Problem to work on: Write out each line of the material below exactly as given.

Stored data:
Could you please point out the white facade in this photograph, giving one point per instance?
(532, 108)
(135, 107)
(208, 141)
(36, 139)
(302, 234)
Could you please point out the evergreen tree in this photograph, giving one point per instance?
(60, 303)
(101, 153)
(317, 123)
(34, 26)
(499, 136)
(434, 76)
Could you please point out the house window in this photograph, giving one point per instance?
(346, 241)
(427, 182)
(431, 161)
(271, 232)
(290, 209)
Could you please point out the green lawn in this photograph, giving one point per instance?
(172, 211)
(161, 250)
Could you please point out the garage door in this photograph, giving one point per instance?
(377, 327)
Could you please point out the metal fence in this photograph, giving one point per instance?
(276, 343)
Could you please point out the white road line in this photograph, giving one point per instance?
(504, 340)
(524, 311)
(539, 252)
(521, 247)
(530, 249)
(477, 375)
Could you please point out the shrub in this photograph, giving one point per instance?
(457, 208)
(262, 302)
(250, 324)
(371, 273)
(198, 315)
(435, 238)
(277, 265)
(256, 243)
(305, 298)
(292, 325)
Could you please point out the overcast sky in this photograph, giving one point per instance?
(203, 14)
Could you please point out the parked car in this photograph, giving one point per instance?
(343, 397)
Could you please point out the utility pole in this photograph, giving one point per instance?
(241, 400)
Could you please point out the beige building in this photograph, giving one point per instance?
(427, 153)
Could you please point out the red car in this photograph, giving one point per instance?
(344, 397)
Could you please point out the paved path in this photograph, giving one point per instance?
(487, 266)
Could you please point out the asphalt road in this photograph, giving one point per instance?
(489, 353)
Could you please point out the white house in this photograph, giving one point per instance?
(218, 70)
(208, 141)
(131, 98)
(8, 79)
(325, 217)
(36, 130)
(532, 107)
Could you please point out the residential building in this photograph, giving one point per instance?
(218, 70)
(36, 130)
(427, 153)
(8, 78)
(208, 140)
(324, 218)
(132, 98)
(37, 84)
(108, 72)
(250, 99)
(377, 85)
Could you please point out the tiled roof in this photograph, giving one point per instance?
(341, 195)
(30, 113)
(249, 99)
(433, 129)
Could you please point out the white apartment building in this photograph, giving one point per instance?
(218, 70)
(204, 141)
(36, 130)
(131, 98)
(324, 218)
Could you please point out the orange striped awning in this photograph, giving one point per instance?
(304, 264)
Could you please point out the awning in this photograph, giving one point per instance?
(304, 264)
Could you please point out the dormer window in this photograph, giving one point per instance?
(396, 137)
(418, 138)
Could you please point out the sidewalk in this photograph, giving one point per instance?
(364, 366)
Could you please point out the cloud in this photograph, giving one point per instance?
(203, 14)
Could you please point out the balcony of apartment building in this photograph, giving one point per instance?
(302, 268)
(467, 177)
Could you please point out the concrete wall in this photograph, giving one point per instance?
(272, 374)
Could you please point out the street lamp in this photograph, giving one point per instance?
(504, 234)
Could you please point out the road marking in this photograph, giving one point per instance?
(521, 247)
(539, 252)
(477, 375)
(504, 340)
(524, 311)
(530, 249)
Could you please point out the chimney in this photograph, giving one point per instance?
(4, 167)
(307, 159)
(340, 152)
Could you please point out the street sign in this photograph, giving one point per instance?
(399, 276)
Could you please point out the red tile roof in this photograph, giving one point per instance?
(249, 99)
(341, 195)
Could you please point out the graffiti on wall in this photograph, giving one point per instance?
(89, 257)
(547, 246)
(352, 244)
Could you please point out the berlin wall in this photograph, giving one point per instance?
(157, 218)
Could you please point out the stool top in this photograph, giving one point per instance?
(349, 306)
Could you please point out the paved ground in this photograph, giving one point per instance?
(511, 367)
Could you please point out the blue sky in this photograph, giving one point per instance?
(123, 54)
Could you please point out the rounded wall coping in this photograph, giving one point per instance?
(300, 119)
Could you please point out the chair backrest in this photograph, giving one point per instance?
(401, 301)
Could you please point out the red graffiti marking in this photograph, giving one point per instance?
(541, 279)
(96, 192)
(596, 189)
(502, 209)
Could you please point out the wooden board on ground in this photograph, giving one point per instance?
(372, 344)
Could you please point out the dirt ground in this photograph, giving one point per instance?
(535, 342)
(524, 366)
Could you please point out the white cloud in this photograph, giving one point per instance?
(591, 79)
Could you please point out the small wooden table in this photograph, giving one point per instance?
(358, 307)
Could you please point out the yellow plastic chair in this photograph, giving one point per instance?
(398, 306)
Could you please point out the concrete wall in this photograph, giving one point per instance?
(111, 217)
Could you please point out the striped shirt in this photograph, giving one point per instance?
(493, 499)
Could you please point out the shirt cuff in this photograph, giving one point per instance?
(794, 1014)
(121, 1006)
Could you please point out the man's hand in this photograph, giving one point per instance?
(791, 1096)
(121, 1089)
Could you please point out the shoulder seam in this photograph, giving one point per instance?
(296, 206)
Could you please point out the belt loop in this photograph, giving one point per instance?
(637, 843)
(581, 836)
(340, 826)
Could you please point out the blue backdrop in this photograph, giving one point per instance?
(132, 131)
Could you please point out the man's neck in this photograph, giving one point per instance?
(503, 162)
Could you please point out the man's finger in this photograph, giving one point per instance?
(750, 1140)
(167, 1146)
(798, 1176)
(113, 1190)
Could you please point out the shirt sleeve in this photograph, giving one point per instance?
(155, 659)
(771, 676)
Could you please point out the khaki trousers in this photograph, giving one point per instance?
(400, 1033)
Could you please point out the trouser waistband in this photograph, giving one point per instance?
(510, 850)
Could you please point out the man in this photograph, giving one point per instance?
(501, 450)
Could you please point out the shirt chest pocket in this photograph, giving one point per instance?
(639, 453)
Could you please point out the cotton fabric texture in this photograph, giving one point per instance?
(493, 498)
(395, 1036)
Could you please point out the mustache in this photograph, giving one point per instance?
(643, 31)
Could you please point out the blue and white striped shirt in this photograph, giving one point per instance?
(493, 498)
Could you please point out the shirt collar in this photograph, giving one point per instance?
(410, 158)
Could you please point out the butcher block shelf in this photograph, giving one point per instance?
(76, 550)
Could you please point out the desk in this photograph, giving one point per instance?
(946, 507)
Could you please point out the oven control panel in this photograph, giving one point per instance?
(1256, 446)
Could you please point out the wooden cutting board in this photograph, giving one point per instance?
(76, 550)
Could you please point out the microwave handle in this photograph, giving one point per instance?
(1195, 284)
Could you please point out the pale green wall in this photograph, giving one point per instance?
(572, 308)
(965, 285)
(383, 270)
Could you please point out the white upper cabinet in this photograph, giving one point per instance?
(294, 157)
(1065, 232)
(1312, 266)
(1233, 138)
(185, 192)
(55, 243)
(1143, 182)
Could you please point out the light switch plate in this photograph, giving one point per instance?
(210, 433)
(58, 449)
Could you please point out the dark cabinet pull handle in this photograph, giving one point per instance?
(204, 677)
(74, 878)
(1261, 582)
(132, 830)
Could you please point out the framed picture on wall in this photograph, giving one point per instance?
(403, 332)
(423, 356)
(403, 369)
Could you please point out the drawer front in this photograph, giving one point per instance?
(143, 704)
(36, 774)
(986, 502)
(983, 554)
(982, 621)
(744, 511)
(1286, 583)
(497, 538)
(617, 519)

Solution for this problem:
Could you please point out the white facade in this photograph, giving one point per instance?
(532, 108)
(135, 107)
(208, 141)
(36, 139)
(302, 234)
Could you please point out the evergreen tree in this photograph, giving one point per instance?
(60, 303)
(101, 153)
(317, 123)
(34, 26)
(499, 136)
(434, 76)
Could you please point out the house window in this photograph, giving one point per instance?
(346, 241)
(427, 182)
(431, 161)
(271, 232)
(290, 209)
Could you please point out the green lawn in this photograph, giving one point per instance?
(172, 211)
(161, 250)
Could you please point out the garage door in this photograph, giving one point per instance?
(377, 327)
Could you please point out the metal fence in this photograph, giving one point per instance?
(276, 343)
Could you please point out the white road line in this photograph, giving one point per instance?
(504, 340)
(524, 311)
(539, 252)
(521, 247)
(530, 249)
(477, 375)
Could you please point out the shrub in this photograph, giving one point per instance?
(457, 208)
(262, 302)
(250, 324)
(371, 273)
(198, 315)
(435, 238)
(277, 265)
(256, 243)
(305, 298)
(292, 325)
Could you please point out the overcast sky in this photograph, giving one point per instance?
(203, 14)
Could you please point out the parked car in this photograph, giving one point per instance?
(343, 397)
Could you please point out the utility pole in this photograph, giving one point per instance?
(241, 400)
Could you please point out the beige building in this photograph, giving one point per instance?
(427, 153)
Could you please point out the red car in this photograph, giving one point per instance?
(344, 397)
Could you please point out the paved path in this photograph, giving one point per instance?
(487, 266)
Could you please point out the asphalt road in this photograph, giving one point per instance?
(489, 353)
Could you please point out the white house in this photograph, giving one point per instance?
(218, 70)
(208, 141)
(131, 98)
(8, 79)
(325, 217)
(36, 130)
(532, 107)
Could you please point out the residential building in this photograph, giving one point per instance?
(218, 70)
(36, 130)
(427, 153)
(8, 78)
(208, 140)
(324, 218)
(132, 98)
(37, 84)
(108, 72)
(250, 99)
(377, 85)
Could you please point out the tiled roof in this photograph, giving one point per instance?
(341, 195)
(30, 113)
(249, 99)
(433, 129)
Could you please point out the white apartment building in this photograph, giving one point per instance?
(218, 70)
(204, 141)
(36, 130)
(131, 98)
(324, 218)
Could you please point out the orange striped awning in this photograph, giving one point per instance?
(304, 264)
Could you please point out the awning in this photograph, giving one point per instance?
(304, 264)
Could you please point out the dormer window in this photograph, giving one point per instance?
(396, 137)
(418, 138)
Could you please point out the sidewalk in this photograph, giving one point per instance?
(364, 366)
Could you please point out the cloud in this photograph, giving one point per instance?
(203, 14)
Could you please point out the balcony of apartment building in this photograph, giving one point per instance?
(302, 268)
(467, 177)
Could you please point out the concrete wall in this photograph, giving one point per instance?
(272, 374)
Could you please point out the street lamp in this photograph, giving one point per instance?
(504, 234)
Could you please point out the road marking in this photograph, giving one point per instance?
(521, 247)
(539, 252)
(477, 375)
(504, 340)
(524, 311)
(530, 249)
Could you please point out the chimney in this photograph, giving one point per instance?
(4, 167)
(307, 159)
(340, 152)
Could you please point out the street sign in this photograph, giving one point per instance?
(399, 276)
Could you please point out the red tile roof in this photograph, giving one point per instance?
(249, 99)
(341, 195)
Could you please point out the graffiti on wall in this photograph, giving one point per instance?
(89, 257)
(547, 246)
(352, 244)
Could you please point out the berlin wall in this photograph, giving one point per instance?
(157, 218)
Could you please point out the stool top in this photograph, giving one point per instance?
(349, 306)
Could you please point out the paved ground in this photograph, giving one point per instance?
(511, 367)
Could you please point out the blue sky in this photograph, giving one point per instance?
(123, 54)
Could you please point out the rounded wall coping in this photograph, giving one point per instance?
(300, 119)
Could you please point out the chair backrest in this photograph, giving one point per instance?
(401, 301)
Could you please point out the red graffiti marking in this photograph, giving one point per instance?
(541, 279)
(96, 192)
(596, 189)
(502, 209)
Could you please point out the wooden board on ground in this photograph, giving one point per instance?
(372, 344)
Could you please point out the dirt ground in this photograph, giving one point per instance?
(535, 342)
(524, 366)
Could you please point out the white cloud in this photograph, giving one point per instance?
(591, 79)
Could you please point out the small wooden table in this photograph, giving one point per instance?
(358, 307)
Could you please point out the yellow plastic chair in this photograph, giving one point per instance?
(398, 306)
Could you please point out the concrete wall in this photograph, giving one point per instance?
(111, 217)
Could you please point out the striped shirt in this photograph, giving one point per instance?
(493, 499)
Could you please point out the shirt cuff in this photograph, giving one point per instance?
(794, 1014)
(121, 1006)
Could you please point out the man's hand in this photograph, giving one point per instance?
(791, 1096)
(121, 1089)
Could you please point out the shoulder seam in this photograph, giving one point per instance?
(296, 206)
Could you please point out the belt loop in this photograph, giving one point per instance?
(637, 843)
(581, 836)
(340, 826)
Could you please point out the blue backdrop in this photograph, giving one point per instance?
(132, 131)
Could you please point out the man's neck in this photograph, giving one point per instance?
(503, 162)
Could you please point out the man's finger in this photograph, giving one point per instance?
(750, 1140)
(167, 1146)
(798, 1176)
(113, 1190)
Could you please point out the shirt sleeve in this photograph, giving one point per instance?
(155, 659)
(771, 676)
Could you please point out the khaki trousers in this photograph, giving one point per instance?
(400, 1033)
Could you please point out the trouser waistband in this photograph, giving one point per instance?
(510, 850)
Could you please point out the man in this photograph, giving one point per instance?
(501, 450)
Could you please point out the shirt chest pocket in this photograph, giving one point per instance?
(639, 453)
Could you please point out the cotton fabric texture in this photograph, giving one point per instance?
(493, 498)
(395, 1036)
Could you please point out the mustache in this photograph, giving one point per instance?
(643, 31)
Could you please point out the blue and white striped shirt in this photograph, giving one point per instance?
(493, 498)
Could you please point out the shirt collar in this photograph, giving one point per instance?
(410, 158)
Could you please point out the butcher block shelf in this photograph, giving one point per instance?
(76, 550)
Could you please point out the desk in this photograph, giving one point per instance?
(946, 507)
Could you please point out the oven control panel in this photograph, giving one point per instance?
(1256, 446)
Could you please point out the wooden cutting board in this photograph, giving one point per instance?
(76, 550)
Could you please point out the microwave handle in this photograph, giving one point per instance?
(1195, 284)
Could you please point out the pale green wall in this photograph, giving one point per instance?
(572, 308)
(965, 285)
(383, 270)
Could you please point out the white upper cabinet in this photograph, giving one point per instance?
(294, 157)
(1065, 232)
(1312, 266)
(1233, 138)
(185, 192)
(55, 243)
(1143, 182)
Could you please point out the light switch plate in this photograph, giving one point per instance?
(210, 433)
(58, 449)
Could you please point out the dark cabinet pull handle in this photograph, giving one point per instance?
(204, 677)
(74, 878)
(1261, 582)
(132, 830)
Could you please point out the framed picture on wall in this photograph, giving one point per instance?
(403, 332)
(423, 356)
(403, 369)
Could you please point out the drawer front in this photograph, giving one point per instance?
(143, 704)
(36, 774)
(986, 502)
(983, 554)
(982, 621)
(744, 511)
(1286, 583)
(497, 538)
(617, 519)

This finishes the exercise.